### Your objective
Please copy the items below, putting "Contours" wherever "Outlines" appears and leaving everything else the same.

### Records to process

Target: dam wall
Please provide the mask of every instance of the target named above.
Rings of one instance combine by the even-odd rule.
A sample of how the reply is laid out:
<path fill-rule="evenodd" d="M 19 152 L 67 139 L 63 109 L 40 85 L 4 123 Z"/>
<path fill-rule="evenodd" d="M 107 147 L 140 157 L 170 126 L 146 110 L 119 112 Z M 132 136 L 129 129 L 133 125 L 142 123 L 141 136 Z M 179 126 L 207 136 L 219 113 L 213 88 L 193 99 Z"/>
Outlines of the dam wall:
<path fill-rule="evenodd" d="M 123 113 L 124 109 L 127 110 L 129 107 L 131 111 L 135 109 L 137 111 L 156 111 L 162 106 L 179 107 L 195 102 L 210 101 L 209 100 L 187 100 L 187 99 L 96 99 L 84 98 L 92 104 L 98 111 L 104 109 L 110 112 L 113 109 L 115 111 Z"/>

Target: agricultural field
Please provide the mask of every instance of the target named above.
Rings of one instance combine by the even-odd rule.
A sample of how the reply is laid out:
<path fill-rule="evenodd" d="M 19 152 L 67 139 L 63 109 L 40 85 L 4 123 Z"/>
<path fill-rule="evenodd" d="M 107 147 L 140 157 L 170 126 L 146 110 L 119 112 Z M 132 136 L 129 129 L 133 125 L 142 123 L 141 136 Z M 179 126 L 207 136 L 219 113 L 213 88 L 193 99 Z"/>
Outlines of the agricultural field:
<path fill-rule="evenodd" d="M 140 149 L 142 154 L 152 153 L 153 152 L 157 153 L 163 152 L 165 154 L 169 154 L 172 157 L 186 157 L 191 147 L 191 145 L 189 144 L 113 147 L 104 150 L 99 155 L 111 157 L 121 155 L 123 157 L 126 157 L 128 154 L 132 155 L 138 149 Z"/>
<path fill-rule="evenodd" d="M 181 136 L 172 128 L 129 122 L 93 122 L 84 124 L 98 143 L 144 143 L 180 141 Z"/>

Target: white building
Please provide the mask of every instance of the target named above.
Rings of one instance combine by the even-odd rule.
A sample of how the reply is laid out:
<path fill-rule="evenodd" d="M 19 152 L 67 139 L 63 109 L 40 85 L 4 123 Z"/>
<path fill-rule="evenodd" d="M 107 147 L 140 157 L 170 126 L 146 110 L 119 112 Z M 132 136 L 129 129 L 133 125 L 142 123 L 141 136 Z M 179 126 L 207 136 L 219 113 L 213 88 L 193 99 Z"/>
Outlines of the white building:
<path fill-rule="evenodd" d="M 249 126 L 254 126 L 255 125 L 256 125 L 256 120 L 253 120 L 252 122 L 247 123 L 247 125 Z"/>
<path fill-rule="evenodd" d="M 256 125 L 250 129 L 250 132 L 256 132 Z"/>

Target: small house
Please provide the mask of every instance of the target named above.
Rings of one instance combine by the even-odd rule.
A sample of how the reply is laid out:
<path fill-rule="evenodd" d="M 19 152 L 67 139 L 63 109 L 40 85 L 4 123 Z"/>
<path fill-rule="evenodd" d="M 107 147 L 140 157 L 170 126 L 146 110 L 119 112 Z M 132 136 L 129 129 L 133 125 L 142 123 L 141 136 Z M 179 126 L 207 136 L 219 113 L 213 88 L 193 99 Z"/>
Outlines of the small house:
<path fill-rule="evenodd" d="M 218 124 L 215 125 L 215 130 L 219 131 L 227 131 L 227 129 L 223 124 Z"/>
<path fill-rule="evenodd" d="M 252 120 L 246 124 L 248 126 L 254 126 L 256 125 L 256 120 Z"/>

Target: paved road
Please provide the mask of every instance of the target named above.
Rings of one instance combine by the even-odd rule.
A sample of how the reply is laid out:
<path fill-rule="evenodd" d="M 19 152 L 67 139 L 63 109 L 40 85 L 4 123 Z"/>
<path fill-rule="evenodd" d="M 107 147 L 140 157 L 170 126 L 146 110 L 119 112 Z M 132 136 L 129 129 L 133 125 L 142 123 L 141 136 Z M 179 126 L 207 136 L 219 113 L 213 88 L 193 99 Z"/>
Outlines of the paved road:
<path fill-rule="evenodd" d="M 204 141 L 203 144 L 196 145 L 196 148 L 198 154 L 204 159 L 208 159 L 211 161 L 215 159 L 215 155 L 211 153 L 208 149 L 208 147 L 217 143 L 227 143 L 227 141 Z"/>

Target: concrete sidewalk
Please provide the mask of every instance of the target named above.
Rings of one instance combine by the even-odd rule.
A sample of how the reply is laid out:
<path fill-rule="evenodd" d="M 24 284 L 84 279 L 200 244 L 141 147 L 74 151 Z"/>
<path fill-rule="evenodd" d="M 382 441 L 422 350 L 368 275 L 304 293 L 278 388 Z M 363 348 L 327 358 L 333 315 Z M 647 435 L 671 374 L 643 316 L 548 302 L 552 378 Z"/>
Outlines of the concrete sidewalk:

### Result below
Target: dam wall
Please provide the mask of every instance of the target named above.
Rings of one instance combine by the even-odd rule.
A sample of how the reply is laid out:
<path fill-rule="evenodd" d="M 19 152 L 67 139 L 63 109 L 40 85 L 4 123 Z"/>
<path fill-rule="evenodd" d="M 107 147 L 140 157 L 170 126 L 146 110 L 119 112 Z M 132 136 L 129 129 L 133 125 L 142 123 L 141 136 Z M 179 126 L 207 136 L 219 113 L 213 88 L 193 99 Z"/>
Contours of the dam wall:
<path fill-rule="evenodd" d="M 123 113 L 124 109 L 127 110 L 129 107 L 131 111 L 135 109 L 137 111 L 156 111 L 162 106 L 179 107 L 195 102 L 210 101 L 209 100 L 187 100 L 187 99 L 96 99 L 84 98 L 92 104 L 98 111 L 104 109 L 110 112 L 113 109 L 115 111 Z"/>

Target: agricultural field
Please provide the mask of every instance of the target named above.
Rings of one instance combine by the even-odd rule.
A sample of how the reply is laid out:
<path fill-rule="evenodd" d="M 19 152 L 67 139 L 63 109 L 40 85 L 4 123 Z"/>
<path fill-rule="evenodd" d="M 107 147 L 140 157 L 170 126 L 146 110 L 119 112 Z M 132 136 L 129 129 L 133 125 L 142 123 L 141 136 Z M 179 126 L 207 136 L 219 113 L 213 88 L 193 99 Z"/>
Contours of the agricultural field:
<path fill-rule="evenodd" d="M 140 149 L 142 154 L 152 153 L 153 152 L 157 153 L 163 152 L 165 154 L 169 154 L 172 157 L 186 157 L 191 147 L 191 145 L 189 144 L 113 147 L 104 150 L 99 155 L 111 157 L 121 155 L 123 157 L 126 157 L 128 154 L 132 155 L 138 149 Z"/>
<path fill-rule="evenodd" d="M 181 136 L 172 128 L 129 122 L 93 122 L 84 124 L 98 143 L 144 143 L 180 141 Z"/>

Target: white building
Please provide the mask of every instance of the target named above.
Rings of one instance combine by the even-odd rule.
A sample of how the reply is laid out:
<path fill-rule="evenodd" d="M 19 152 L 67 139 L 63 109 L 40 85 L 4 123 Z"/>
<path fill-rule="evenodd" d="M 107 147 L 140 157 L 170 126 L 146 110 L 119 112 Z M 132 136 L 129 129 L 133 125 L 142 123 L 141 136 Z M 179 126 L 207 136 L 219 113 L 213 88 L 193 99 Z"/>
Contours of the white building:
<path fill-rule="evenodd" d="M 249 126 L 254 126 L 255 125 L 256 125 L 256 120 L 253 120 L 252 122 L 247 123 L 247 125 Z"/>
<path fill-rule="evenodd" d="M 256 125 L 250 129 L 250 132 L 256 132 Z"/>

Target: small house
Please provide the mask of every instance of the target named above.
Rings of one instance combine by the even-odd rule.
A sample of how the reply is laid out:
<path fill-rule="evenodd" d="M 19 152 L 67 139 L 63 109 L 40 85 L 4 123 Z"/>
<path fill-rule="evenodd" d="M 107 147 L 140 157 L 170 126 L 146 110 L 119 112 Z M 132 136 L 129 129 L 133 125 L 142 123 L 141 136 Z M 179 126 L 207 136 L 219 113 L 213 88 L 193 99 Z"/>
Contours of the small house:
<path fill-rule="evenodd" d="M 218 124 L 215 125 L 215 130 L 219 131 L 227 131 L 227 129 L 223 124 Z"/>
<path fill-rule="evenodd" d="M 252 120 L 246 124 L 248 126 L 254 126 L 256 125 L 256 120 Z"/>

Target: paved road
Please provide the mask of every instance of the target named above.
Rings of one instance combine by the even-odd rule.
A sample of how the reply is laid out:
<path fill-rule="evenodd" d="M 19 152 L 67 139 L 63 109 L 40 85 L 4 123 Z"/>
<path fill-rule="evenodd" d="M 107 147 L 140 157 L 170 126 L 146 110 L 119 112 Z M 132 136 L 129 129 L 133 125 L 142 123 L 141 136 Z M 179 126 L 207 136 L 219 113 L 213 88 L 193 99 Z"/>
Contours of the paved road:
<path fill-rule="evenodd" d="M 204 141 L 203 144 L 196 145 L 196 148 L 198 154 L 204 159 L 208 159 L 211 161 L 215 159 L 215 155 L 211 153 L 208 149 L 208 147 L 217 143 L 227 143 L 227 141 Z"/>

Target: concrete sidewalk
Please provide the mask of every instance of the target named above.
Rings of one instance combine by the even-odd rule.
A sample of how the reply is laid out:
<path fill-rule="evenodd" d="M 24 284 L 84 279 L 200 244 L 141 147 L 74 151 Z"/>
<path fill-rule="evenodd" d="M 382 441 L 422 350 L 368 275 L 304 293 L 278 388 Z M 363 348 L 327 358 L 333 315 Z M 647 435 L 671 374 L 643 316 L 548 302 L 552 378 Z"/>
Contours of the concrete sidewalk:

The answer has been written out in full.